At a conference in San Antonio in 2007, Doug Reeves asked participants to determine the unit or topic grade a student should receive given the data in Figure 1.1, using each of three grading scales. The grades in Figure 1.1 are all on the same topic or skill, all comprehensive, and all of the same weight (all tests, or all labs, or all demonstrations). Note that under Method 1, the method most often used in the United States, the student receives a failing grade in spite of strong performances near the culmination of the unit or grading period. On the other hand, by changing nothing but the intervals between scores (Method 2), the student receives a C− for the same level of performance.

Figure 1.1. Topic Grades as Determined by Various Grading Methods

Grades in Chronological Order

Method 1 70 (D), 80 (C), 90 (B), 100 (A)

Method 2 0 (F), 1 (D), 2 (C), 3 (B), 4 (A)

Method 3 Teacher Judgment

C

80

2

C

80

2

MA

0

0

D

70

1

C

80

2

B

90

3

MA

0

0

MA

0

0

B

90

3

A

100

4

Topic Grade

59% (F)

1.7 (C−)

?

MA = missing assignment

Source: Used with permission. Adapted from Elements of Grading: A Guide to Effective Practice (2nd ed.) by Douglas Reeves. Copyright 2016 by Solution Tree Press, 555 North Morton Street, Bloomington, IN 47404, 800.733.6786, SolutionTree.com. All rights reserved.

It should be obvious that for students in this or similar situations, the scale the teacher uses to calculate a final topic grade makes the difference between passing and failing the topic—and perhaps between graduating or dropping out of school. If your son or daughter were in this class and struggling, would it be OK with you if the computer assigned him or her to a teacher using Method 1 when a teacher of the same course across the hall used Method 2—and if the principal defended the process in the name of academic freedom for teachers?

Using your teacher judgment (Method 3), what final topic grade would you give this student, unencumbered by a district-mandated grading scale, if the criterion were assigning a grade that best reflects the student's demonstrated mastery of topic content and skills at the end of instruction? Posing this question to thousands of teachers and administrators at workshops and conferences over the last decade consistently yields results of more than half of each group indicating a grade of A or B based on the student's growth and performance at the conclusion of instruction.

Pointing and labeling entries
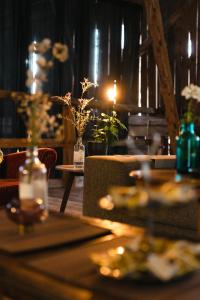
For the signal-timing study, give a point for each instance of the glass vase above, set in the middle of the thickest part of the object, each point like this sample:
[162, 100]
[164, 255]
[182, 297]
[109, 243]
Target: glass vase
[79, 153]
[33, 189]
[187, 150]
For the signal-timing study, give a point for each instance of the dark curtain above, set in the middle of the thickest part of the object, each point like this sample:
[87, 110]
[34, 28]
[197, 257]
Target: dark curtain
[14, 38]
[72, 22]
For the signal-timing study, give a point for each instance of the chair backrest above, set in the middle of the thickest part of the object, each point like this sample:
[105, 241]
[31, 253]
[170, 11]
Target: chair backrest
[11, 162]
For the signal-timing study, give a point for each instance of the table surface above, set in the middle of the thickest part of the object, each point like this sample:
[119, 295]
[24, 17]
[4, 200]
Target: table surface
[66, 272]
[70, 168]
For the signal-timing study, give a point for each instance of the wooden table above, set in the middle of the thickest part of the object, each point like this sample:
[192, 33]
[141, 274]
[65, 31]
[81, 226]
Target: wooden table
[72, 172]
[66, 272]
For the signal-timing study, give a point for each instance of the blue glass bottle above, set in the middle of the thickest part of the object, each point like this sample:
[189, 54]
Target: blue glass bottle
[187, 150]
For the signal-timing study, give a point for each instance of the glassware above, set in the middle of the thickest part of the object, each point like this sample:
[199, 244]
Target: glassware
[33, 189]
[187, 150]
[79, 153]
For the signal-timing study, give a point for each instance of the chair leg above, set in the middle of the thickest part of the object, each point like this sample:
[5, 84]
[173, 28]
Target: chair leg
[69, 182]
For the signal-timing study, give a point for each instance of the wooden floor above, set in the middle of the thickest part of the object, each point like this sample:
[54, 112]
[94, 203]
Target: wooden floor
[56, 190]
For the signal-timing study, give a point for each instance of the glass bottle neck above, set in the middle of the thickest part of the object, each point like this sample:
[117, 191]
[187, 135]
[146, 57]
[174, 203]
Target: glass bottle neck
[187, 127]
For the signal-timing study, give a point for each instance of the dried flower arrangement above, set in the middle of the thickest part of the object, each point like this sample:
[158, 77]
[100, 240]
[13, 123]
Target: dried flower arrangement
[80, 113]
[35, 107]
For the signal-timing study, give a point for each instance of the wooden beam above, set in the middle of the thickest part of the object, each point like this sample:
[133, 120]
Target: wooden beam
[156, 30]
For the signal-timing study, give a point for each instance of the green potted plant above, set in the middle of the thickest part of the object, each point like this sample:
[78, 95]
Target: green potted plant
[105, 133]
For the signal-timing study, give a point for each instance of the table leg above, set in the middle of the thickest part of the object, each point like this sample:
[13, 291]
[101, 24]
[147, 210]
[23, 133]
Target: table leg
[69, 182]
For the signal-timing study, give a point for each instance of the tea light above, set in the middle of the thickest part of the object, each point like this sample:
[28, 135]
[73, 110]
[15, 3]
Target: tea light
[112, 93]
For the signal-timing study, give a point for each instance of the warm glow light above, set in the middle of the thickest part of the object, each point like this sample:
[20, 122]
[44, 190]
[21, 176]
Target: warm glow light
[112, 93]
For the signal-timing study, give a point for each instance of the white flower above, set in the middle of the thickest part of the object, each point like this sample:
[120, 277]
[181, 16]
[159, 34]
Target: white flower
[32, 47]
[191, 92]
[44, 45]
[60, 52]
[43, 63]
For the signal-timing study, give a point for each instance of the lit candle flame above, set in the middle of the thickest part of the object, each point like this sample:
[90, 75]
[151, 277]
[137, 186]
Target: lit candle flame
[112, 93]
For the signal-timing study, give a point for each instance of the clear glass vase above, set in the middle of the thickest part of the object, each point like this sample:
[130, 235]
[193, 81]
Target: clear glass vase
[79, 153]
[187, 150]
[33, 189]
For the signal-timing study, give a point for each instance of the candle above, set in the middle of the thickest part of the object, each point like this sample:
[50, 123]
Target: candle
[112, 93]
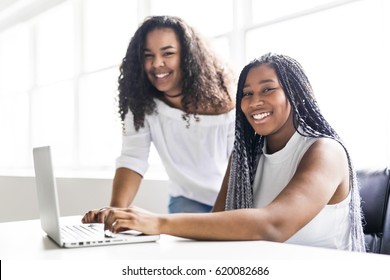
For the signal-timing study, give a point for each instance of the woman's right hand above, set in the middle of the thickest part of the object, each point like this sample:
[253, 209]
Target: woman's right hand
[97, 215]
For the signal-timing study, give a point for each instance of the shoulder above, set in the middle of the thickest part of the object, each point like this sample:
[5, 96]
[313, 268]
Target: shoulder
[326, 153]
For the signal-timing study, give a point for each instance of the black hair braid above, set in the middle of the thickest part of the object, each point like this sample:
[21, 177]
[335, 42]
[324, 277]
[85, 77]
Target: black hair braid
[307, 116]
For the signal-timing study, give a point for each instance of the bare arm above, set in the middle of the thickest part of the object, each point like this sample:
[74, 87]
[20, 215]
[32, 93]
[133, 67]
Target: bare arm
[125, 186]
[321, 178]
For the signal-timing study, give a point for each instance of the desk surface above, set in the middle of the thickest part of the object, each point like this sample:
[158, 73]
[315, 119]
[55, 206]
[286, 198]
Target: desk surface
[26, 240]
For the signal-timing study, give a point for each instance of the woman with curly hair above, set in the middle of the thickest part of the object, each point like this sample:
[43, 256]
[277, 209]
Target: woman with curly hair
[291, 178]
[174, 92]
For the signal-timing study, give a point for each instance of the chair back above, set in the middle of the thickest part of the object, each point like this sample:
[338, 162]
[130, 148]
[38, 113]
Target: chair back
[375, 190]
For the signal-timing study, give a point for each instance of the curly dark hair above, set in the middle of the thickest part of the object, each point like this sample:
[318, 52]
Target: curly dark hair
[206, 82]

▶ _REQUIREMENTS_
Carry the passage about grading scales forward from its last sentence, writing the part that would come next. The items were drawn from a different source than the text.

▶ _ANSWER TO THE TASK_
Depending on the scale and method of grading chosen by individual teachers, a student could earn anything from an A to an F for the same academic performance. So much for the accuracy, objectivity, and fairness of traditional grading practices.

Why do we insist on using an assessment and grading system that yields results that fly in the face of teacher judgment?

It is common practice in U.S. schools for teachers to enter zeros into the grade book for missing assignments. The effects of this practice on students' grades vary considerably depending on the type of grading scale used, but the most counterproductive effects accompany the most commonly used scale—the 100-point or percentage scale.

The Zero's Deadly Effects

In addition to the problems associated with mixing academic performance with work ethic (a topic covered in Chapter 3), there are at least three reasons why using zeros for missing work on the 100-point scale is counterproductive.

The first reason is mathematical. For example, with a grading scale that uses intervals of 60–69, 70–79, 80–89, and 90–100, there is a 60-point gap between a zero and a D, whereas a gap of only 10 points separates a D and a C, a C and a B, and a B and an A. The effect of that difference in range is to give missing assignments considerably more weight in determining a final grade than assignments of the same type (test for test, homework for homework, paper for paper, etc.) that were completed. Expressed another way, after receiving a zero it takes a whole lot of 100s to get the cumulative grade up to a D−.

A teacher using this approach might be advised to announce to students and parents at the beginning of each term that, although the course is titled Algebra 1, for example, the grading methods employed expose the fact that it is really a work-ethic course—missing work counts for much more than work turned in demonstrating mastery of course content and skills. "We do a little algebra in here, but this course is mostly about work ethic."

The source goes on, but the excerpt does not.